Provided entries Block Start

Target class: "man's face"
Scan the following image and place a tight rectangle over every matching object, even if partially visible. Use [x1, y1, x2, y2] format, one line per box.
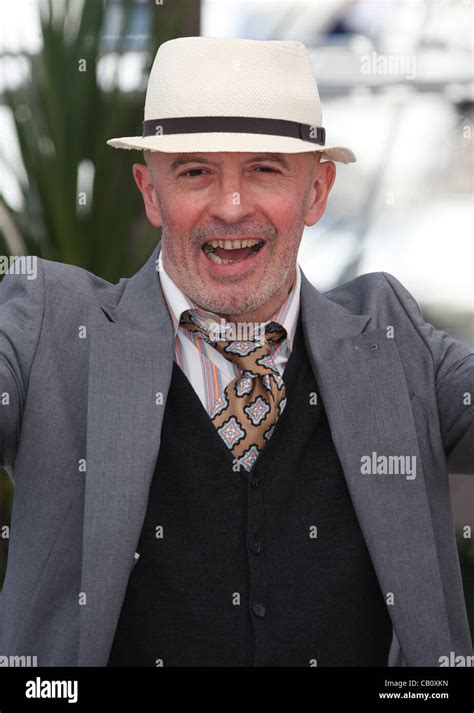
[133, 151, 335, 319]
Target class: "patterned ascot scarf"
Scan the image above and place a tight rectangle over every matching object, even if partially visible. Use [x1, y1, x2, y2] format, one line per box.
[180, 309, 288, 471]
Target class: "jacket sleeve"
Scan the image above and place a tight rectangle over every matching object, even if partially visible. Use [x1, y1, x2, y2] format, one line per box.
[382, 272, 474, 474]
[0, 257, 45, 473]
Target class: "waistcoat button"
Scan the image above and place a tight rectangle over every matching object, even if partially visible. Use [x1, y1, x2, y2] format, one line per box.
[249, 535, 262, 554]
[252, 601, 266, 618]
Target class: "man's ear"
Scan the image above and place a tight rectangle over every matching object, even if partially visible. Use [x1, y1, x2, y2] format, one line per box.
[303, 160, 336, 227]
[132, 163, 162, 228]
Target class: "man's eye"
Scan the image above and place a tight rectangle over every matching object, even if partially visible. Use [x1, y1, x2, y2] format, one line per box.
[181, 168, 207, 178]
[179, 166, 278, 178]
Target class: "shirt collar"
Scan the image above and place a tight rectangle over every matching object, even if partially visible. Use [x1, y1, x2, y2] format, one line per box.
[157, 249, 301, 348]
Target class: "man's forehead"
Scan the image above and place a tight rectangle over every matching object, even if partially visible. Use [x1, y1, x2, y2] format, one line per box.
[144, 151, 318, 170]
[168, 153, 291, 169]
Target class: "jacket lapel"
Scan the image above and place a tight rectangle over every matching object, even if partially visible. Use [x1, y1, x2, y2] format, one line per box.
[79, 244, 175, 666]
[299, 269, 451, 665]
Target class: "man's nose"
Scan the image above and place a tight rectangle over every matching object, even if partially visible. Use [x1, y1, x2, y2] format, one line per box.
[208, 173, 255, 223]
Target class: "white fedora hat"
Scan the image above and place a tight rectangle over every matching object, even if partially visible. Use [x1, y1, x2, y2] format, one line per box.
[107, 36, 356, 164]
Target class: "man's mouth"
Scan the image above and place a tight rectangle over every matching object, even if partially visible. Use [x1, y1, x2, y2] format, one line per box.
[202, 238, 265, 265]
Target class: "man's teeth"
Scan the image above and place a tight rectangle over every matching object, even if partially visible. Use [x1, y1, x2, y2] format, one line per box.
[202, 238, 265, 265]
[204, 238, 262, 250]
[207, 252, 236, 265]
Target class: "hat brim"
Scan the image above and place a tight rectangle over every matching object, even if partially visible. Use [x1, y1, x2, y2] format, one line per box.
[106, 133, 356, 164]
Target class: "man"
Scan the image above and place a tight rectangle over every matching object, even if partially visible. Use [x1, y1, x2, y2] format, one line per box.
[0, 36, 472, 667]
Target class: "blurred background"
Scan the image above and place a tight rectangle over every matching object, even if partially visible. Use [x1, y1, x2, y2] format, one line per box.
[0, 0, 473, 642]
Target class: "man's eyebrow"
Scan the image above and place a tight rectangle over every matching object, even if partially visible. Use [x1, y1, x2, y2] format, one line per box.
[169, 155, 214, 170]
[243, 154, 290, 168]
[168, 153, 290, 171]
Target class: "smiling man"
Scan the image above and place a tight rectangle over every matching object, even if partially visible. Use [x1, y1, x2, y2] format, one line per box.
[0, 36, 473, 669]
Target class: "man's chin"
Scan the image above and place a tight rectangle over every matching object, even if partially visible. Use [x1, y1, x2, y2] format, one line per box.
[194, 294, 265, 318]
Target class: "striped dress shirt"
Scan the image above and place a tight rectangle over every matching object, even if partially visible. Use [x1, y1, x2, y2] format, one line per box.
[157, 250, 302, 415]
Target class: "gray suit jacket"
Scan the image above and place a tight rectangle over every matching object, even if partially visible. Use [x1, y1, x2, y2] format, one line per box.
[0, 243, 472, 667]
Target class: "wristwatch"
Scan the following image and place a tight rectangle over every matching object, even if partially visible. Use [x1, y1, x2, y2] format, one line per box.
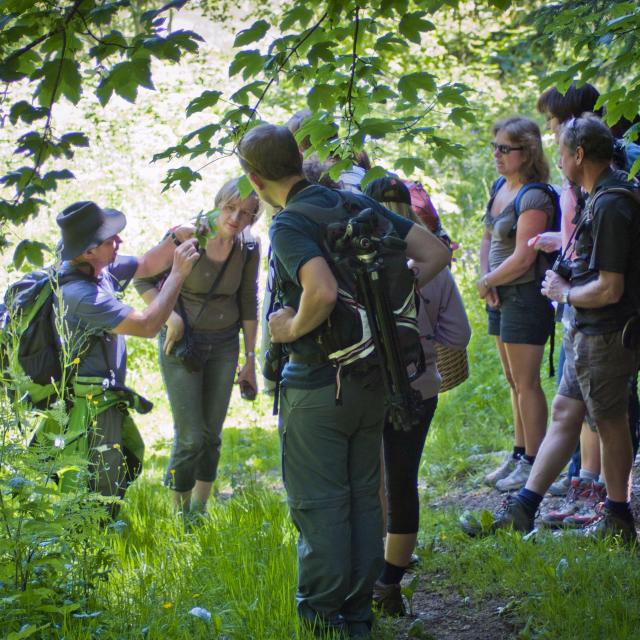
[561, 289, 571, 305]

Provided entries Block End

Task to carry out: Repeat the entries above exactly as written, but not their pictures.

The answer:
Target class: "man's face"
Scan the following image and place a tight rectangle over every matching object, even if partially visible. Use [x1, y1, x2, y2] format, one line per box.
[133, 151, 335, 319]
Target class: "patterned ascot scarf"
Scan the image above and place a tight rectangle over every matching object, even if partially visible. Use [x1, y1, x2, y2] format, one line per box.
[180, 309, 288, 471]
Target class: "jacket sleeve"
Scan the image above and place a tight rectangle over every matching object, even if partially visible. Use [x1, y1, x2, y2] format, one line per box.
[382, 272, 474, 474]
[0, 257, 45, 473]
Target class: "waistcoat button"
Scan the image above and place a tight rectangle over every matching object, even if partially visible. Use [x1, y1, x2, y2] format, one line per box.
[249, 535, 262, 554]
[252, 601, 266, 618]
Target class: "man's ear"
Scan the image above and place a tight rectangle over every matching object, even if partially visible. Use [x1, y1, x2, y2] format, one line per box.
[303, 160, 336, 227]
[132, 163, 162, 228]
Target class: "man's eye"
Scan the image above and place a tight rectangle over every matching object, even if partially visible. Use [x1, y1, x2, y2] format, one line per box.
[181, 168, 207, 178]
[179, 166, 278, 178]
Target class: "shirt collar"
Scan the image above and place a tight rectangle over every matching object, even if partially visible. Use [x1, y1, x2, y2] format, one line per box.
[157, 249, 301, 348]
Target class: "man's forehead"
Scan the image above and place a tight rectangle over every matching object, even if partially visible. Use [x1, y1, x2, y2] format, one line per box.
[144, 151, 318, 170]
[168, 153, 291, 169]
Target class: "jacket lapel"
Scan the image above and place a tight rectangle over every matching object, even if partially visible. Use [x1, y1, x2, y2] format, one line per box.
[79, 244, 175, 666]
[299, 269, 451, 665]
Target class: "man's nose"
Scan the image above and place a tight rectangle over every matching object, even if partially visible. Use [x1, y1, x2, y2] format, one line per box.
[208, 173, 255, 223]
Target class: "white fedora hat"
Scan the image above and place a tight rectangle over every matching object, even if partially visible. Use [x1, y1, x2, y2] format, one line per box.
[107, 36, 356, 164]
Target class: "man's mouth"
Scan the image above and place a tight rectangle over every matching object, even if partially visible. Use [x1, y1, x2, y2] format, one line per box.
[202, 238, 265, 265]
Target class: "man's teeth"
Scan the image above and place a tight rectangle over every matching object, even if partially visible. Use [x1, y1, x2, y2] format, one line per box.
[202, 238, 265, 265]
[204, 238, 262, 250]
[207, 252, 236, 265]
Target class: "hat brim"
Scan the image above and place a tight rectangle over every matching object, even if partially visible. Use [x1, y1, x2, y2] format, one line per box.
[106, 133, 356, 164]
Target class: "man"
Scan the image above and place a tight rectangle over every matching object, even if partially visible. Use [x1, y1, x2, y2] format, one line per box.
[0, 36, 472, 667]
Target class: "blurred background"
Scan the image above and place a tight rectangle over every matching object, even if partially visible. Use [x1, y1, x2, y2] format, one line per box.
[0, 0, 473, 642]
Target class: "man's eyebrow"
Scan the image above and place a tight rectangle over every matching object, even if partially visible. Use [x1, y1, x2, y2] format, one line per box.
[169, 155, 214, 170]
[243, 154, 290, 168]
[168, 153, 290, 171]
Target class: "smiling man"
Scan the image above and place a tight rectangle over every matching object, even if partially visible. Use [x1, y1, x2, y2] format, one line per box.
[0, 36, 473, 669]
Target class: "man's chin"
Scan the image above and place a tight rectangle over every matching object, even if partially visible. Use [x1, y1, x2, y2] format, one line per box.
[194, 294, 265, 318]
Target class: "striped dress shirt"
Scan the image above and place a tight rectangle over every matching object, even if partially visible. Use [x1, y1, x2, y2] format, one line per box.
[157, 250, 302, 415]
Target class: "gray suit jacket"
Scan the image above and place a tight rectangle over every matching object, even if partially visible. Use [x1, y1, x2, y2] format, one line per box.
[0, 243, 472, 667]
Target class: "wristwatch"
Scan the following image and place a tight rectangle over every matching object, even if partially visible. Use [x1, y1, x2, y2] format, one line per box.
[561, 289, 571, 305]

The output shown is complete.